Problem to solve:
Everything in the listing below must be duplicated exactly.

Extracted records START

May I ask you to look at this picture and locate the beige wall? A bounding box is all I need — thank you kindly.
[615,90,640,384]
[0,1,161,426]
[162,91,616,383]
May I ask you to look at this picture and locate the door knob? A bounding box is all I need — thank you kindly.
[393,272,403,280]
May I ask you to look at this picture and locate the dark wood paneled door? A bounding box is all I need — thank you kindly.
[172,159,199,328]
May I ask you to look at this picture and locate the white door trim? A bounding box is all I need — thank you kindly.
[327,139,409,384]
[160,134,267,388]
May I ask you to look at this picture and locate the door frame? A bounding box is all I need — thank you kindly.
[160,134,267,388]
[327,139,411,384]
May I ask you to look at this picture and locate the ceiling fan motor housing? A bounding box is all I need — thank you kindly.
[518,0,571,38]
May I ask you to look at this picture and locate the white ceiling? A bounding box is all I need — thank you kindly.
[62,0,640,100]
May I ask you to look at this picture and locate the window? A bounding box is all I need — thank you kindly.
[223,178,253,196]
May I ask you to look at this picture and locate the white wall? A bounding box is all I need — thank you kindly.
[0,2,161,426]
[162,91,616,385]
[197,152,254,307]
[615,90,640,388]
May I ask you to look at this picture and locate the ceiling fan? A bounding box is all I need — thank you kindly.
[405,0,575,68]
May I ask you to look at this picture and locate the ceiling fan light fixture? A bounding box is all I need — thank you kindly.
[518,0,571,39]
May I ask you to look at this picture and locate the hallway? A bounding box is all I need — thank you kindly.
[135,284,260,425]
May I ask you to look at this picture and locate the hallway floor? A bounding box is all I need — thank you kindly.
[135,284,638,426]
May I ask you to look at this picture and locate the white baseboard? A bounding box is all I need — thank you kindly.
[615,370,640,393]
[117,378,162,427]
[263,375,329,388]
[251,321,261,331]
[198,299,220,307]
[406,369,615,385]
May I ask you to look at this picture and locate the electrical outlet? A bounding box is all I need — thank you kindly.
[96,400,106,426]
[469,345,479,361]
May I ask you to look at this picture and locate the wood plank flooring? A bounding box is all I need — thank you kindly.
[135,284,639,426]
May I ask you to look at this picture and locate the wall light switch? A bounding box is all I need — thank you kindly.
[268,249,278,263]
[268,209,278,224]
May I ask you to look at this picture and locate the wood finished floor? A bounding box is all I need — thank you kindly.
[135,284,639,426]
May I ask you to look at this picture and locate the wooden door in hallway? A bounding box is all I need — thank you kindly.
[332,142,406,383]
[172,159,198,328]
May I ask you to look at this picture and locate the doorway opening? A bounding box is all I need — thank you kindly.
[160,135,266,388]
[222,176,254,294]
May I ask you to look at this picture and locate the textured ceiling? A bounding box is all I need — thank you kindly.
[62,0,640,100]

Extracted records END

Reply to the exercise:
May I ask you to look at this picture and locate the beige wall? A bounding box is all I need — thank you kindly.
[615,90,640,384]
[0,1,161,426]
[162,91,616,383]
May I ask you to look at this picture and locate the door knob? A bounding box is all I need — thank you kindly.
[393,272,403,280]
May I ask you to look at this picture and locate the dark wood paneled door? A bounding box is all I need — thank you kindly.
[172,159,199,328]
May I ask you to look at this picture and locate the white door trim? A bounding box is all I need — thank you kindly.
[327,139,409,384]
[160,134,267,388]
May I ask you to look at this picture and locate the door frame? A bounding box is all I need — thank you kindly.
[160,134,267,388]
[327,139,411,384]
May I ask you to look at this picture and locate the ceiling fan motor housing? A bounding box is all I need — thank you kindly.
[518,0,571,38]
May I ask you to look at this picture and locate the white ceiling? A bounding box is all I need — thank you kindly.
[62,0,640,100]
May I ask you to look at this picture and locate the window? A bounding box is all I need — thank you kindly.
[223,178,253,196]
May I ask you to look at this picture and locate the white wall? A bounding box is all I need — thank you kindly.
[0,2,161,426]
[162,91,616,385]
[197,152,254,307]
[615,90,640,388]
May I ask you to look at this picture and locate the ceiling fan? A bounding box is all I need — thank you kindly.
[405,0,575,68]
May I ask you to look at this picture and locate the ceiling fan light fixture? A bounding box is all I need — thank you kindly.
[518,0,571,39]
May I ask you to look at this picture and locate the hallway? A bounding box is all I need — thank you kindly.
[135,284,260,425]
May I ask you to look at this picture and locate the hallway floor? A bounding box is all I need — thank you kindly.
[135,284,638,426]
May I ask you to look at this picture and locate the white baseboard? A bounding box is all I need — thank you kindly.
[615,370,640,393]
[117,378,162,427]
[263,375,329,388]
[251,321,261,331]
[198,299,220,307]
[406,369,615,385]
May I ask you to look at this picture and locate the electrical outlet? A bounding box is all I need — thank you kindly.
[96,400,106,426]
[469,345,479,361]
May I ask you to look at this picture and locate the wood plank flooring? A bounding box is all I need — thank you kindly.
[135,284,639,426]
May I ask you to look at this picture and locate the wall light switch? A bounding box is all I need — thank you kindly.
[268,249,278,263]
[268,209,278,224]
May I ask you to look at this picture and locate the wood finished floor? A bounding box is all I need — thank you kindly.
[135,284,639,426]
May I ask you to look at this picture and locate the wooden door in hallway? A bounding box is all I need — thank you kindly.
[332,142,406,383]
[172,159,198,328]
May I ask you to look at this picture and locate the doorway opening? A bounding box is all I need — thank you kindly.
[160,135,266,388]
[222,176,254,294]
May I ask you to look at this picture and locate the textured ceiling? A bounding box is all I need — thank you kindly.
[62,0,640,100]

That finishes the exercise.